This is why we tried to encourage you to research and wait first, before running out and getting them. Now you've bought some otos that were already starving, and your tank isn't set up to give them a chance to recover, and you may not have enough time to find things they can and will eat, and it may already be too late for these two, even if you had a perfectly prepared tank.

I don't want to be harsh on you, believe me! This is your first tank, we all make mistakes in our tanks, especially when new to the hobby and it's our first tank, and we get carried away in our own enthusiasm. But espcially for delicate fish like these, and they're famous in the hobby for how difficult it can be to get a surviving group, because of all the above mentioned things they go through before we buy them, and how often they land up in a spanking new clean tank, with nothing natural for them to eat.

Best advice I can give now, is to go back to the store, or any fish store, today, and buy some Repashy Soilent Green. You need it ASAP, call ahead to check if they have it, and you can't afford to wait for an online order, even another few days could make the difference between life and death for these fish. Also get different brands of food for algae eaters, a piece of driftwood, and as many live plants as you can afford to get.

Driftwood will develop biolfilm once added to the tank (go for mopani, or similar, which will add tannins and develop biofilm), and if they have them, some botanicals too, like almond leaves, or whatever they have. The live plants will also have biofilm and microcritters, and potentially algae, and hopefully help to feed them. Leave the lights on for a much longer photo period, and even better if the tank is near a window, leave the window uncovered to encourage algae growth on the tank glass, while also leaving the tank lights on for much longer, also to encourage algae growth.

**PROVIDED INFORMATION**

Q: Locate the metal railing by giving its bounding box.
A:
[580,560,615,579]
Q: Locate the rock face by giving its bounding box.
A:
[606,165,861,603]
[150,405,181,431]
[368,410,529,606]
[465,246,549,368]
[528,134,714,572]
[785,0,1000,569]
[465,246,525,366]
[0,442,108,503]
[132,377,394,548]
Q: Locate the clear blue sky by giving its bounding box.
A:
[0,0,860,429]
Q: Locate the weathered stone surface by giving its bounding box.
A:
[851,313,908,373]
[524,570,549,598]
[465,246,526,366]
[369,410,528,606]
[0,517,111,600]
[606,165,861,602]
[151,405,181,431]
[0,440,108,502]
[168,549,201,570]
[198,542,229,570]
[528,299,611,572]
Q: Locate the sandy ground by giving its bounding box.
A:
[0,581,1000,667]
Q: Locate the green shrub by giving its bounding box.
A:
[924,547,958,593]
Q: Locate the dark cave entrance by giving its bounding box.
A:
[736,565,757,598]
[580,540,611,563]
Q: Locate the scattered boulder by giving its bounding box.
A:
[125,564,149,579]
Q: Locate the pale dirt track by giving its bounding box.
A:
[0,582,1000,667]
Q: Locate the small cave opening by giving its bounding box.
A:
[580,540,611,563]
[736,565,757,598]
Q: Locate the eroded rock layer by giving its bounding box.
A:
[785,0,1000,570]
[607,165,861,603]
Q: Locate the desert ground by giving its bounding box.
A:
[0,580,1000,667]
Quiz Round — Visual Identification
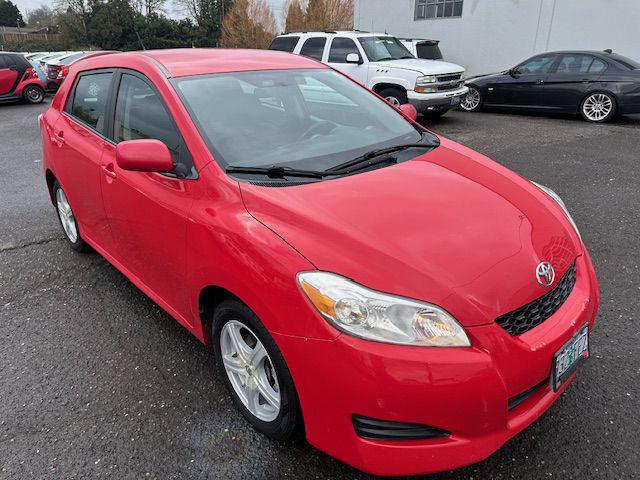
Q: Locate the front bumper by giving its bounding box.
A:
[407,86,469,113]
[276,252,599,475]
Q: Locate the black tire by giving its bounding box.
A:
[51,180,91,252]
[378,87,409,107]
[459,86,484,112]
[22,85,45,105]
[213,300,302,440]
[580,92,618,123]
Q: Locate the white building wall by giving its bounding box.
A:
[354,0,640,75]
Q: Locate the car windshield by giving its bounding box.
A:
[358,37,414,62]
[173,69,428,170]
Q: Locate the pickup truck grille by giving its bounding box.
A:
[436,73,462,82]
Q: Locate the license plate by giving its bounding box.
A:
[551,325,589,392]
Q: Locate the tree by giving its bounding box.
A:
[27,4,58,27]
[0,0,25,27]
[284,0,304,32]
[305,0,353,30]
[220,0,278,48]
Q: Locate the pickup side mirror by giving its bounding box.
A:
[346,53,364,65]
[399,103,418,122]
[116,139,173,172]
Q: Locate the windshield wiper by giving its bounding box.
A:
[326,142,440,174]
[225,166,342,178]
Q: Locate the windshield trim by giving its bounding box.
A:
[168,68,439,176]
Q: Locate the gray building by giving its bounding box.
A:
[354,0,640,75]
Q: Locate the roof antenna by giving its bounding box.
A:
[134,29,146,50]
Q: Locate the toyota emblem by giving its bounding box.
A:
[536,262,556,287]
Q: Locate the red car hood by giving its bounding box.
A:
[241,140,581,326]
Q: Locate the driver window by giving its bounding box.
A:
[113,73,195,178]
[516,55,556,75]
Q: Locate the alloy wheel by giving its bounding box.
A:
[460,87,480,112]
[220,320,281,422]
[56,188,78,243]
[582,93,614,122]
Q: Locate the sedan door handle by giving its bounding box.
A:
[102,163,117,178]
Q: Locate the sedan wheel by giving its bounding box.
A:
[581,93,616,123]
[220,320,280,422]
[460,87,482,112]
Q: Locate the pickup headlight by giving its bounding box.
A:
[298,271,471,347]
[531,182,582,241]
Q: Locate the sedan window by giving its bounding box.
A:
[515,55,556,75]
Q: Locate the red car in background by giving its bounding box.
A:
[0,52,45,103]
[39,49,599,476]
[45,50,116,92]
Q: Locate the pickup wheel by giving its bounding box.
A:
[378,87,409,107]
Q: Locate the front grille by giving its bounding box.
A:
[438,82,462,92]
[496,262,576,336]
[436,73,462,82]
[352,415,451,440]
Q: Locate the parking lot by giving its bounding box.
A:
[0,99,640,480]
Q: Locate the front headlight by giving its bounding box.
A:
[298,271,471,347]
[531,182,582,241]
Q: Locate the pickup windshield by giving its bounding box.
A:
[172,69,430,171]
[358,37,415,62]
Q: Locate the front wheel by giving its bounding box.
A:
[213,300,301,440]
[460,87,482,112]
[22,85,44,104]
[379,87,409,108]
[580,92,616,123]
[53,180,89,252]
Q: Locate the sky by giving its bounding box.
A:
[12,0,286,23]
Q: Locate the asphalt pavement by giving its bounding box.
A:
[0,99,640,480]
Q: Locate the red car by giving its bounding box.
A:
[46,50,116,92]
[40,49,599,475]
[0,52,45,103]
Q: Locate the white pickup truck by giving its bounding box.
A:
[269,31,469,116]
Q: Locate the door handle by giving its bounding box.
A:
[102,163,117,178]
[53,130,64,147]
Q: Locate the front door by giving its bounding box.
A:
[540,53,607,112]
[0,54,18,95]
[327,37,367,85]
[52,71,114,249]
[488,54,556,108]
[102,72,201,324]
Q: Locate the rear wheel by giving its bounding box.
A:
[22,85,44,104]
[378,87,409,108]
[460,87,482,112]
[213,300,301,440]
[53,180,89,252]
[580,92,616,123]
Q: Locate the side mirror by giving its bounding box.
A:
[346,53,362,65]
[400,103,418,122]
[116,139,173,172]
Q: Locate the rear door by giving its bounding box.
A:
[52,70,115,250]
[0,54,18,95]
[540,53,608,112]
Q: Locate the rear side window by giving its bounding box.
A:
[329,37,360,63]
[269,37,300,52]
[113,74,195,178]
[300,37,327,60]
[70,73,113,134]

**TASKS TO CARRY OUT**
1. Answer these questions from the aquarium advice:
(a) Which product should be bought from a fish store today?
(b) What type of driftwood is suggested?
(c) What should be done with the tank lights?
2. Please rewrite the paragraph of the aquarium advice that begins "Best advice I can give now" as a short list, keeping its main facts.
The records have nothing to do with the text.

**SOLVED TASKS**
1.
(a) Repashy Soilent Green.
(b) Mopani, or similar.
(c) Leave them on for much longer, giving a longer photo period to encourage algae growth.

2.
- Go to the store, or any fish store, today and buy Repashy Soilent Green.
- Call ahead to check that they have it. Don't wait for an online order, since even a few more days could decide whether the fish live.
- Also get different brands of food for algae eaters, a piece of driftwood, and as many live plants as you can afford.